Dataset records:
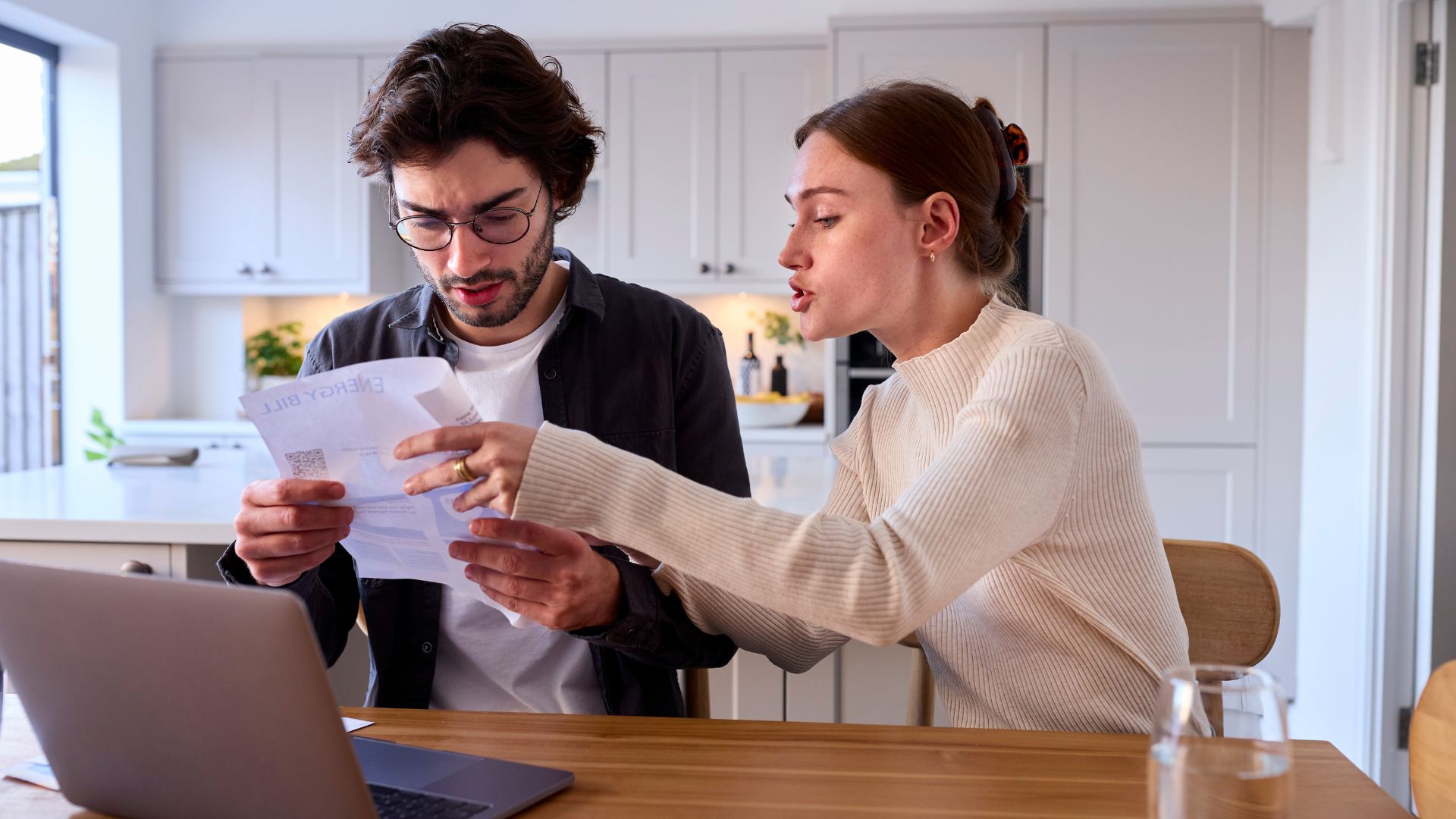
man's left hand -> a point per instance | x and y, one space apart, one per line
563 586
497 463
---
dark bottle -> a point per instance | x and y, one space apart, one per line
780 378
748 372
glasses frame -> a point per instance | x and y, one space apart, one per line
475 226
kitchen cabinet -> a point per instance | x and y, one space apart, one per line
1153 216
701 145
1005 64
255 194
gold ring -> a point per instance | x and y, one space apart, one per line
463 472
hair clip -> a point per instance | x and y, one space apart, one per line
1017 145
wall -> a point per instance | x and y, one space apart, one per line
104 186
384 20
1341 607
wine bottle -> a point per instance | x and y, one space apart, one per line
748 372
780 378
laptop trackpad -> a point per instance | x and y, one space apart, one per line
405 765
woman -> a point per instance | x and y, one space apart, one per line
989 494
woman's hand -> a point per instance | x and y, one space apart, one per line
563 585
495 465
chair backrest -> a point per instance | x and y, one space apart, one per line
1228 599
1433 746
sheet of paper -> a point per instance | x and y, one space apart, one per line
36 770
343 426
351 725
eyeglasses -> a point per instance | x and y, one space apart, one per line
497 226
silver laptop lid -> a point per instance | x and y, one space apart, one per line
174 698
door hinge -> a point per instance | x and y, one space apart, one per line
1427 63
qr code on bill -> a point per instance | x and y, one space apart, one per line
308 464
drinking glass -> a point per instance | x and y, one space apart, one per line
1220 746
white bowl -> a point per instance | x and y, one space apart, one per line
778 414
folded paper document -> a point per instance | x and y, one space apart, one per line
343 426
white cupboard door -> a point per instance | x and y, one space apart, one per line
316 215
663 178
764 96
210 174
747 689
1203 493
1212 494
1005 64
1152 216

Task requirements: How many lines in the records above contain the string "white"? Reply with the number alone.

Solution below: 2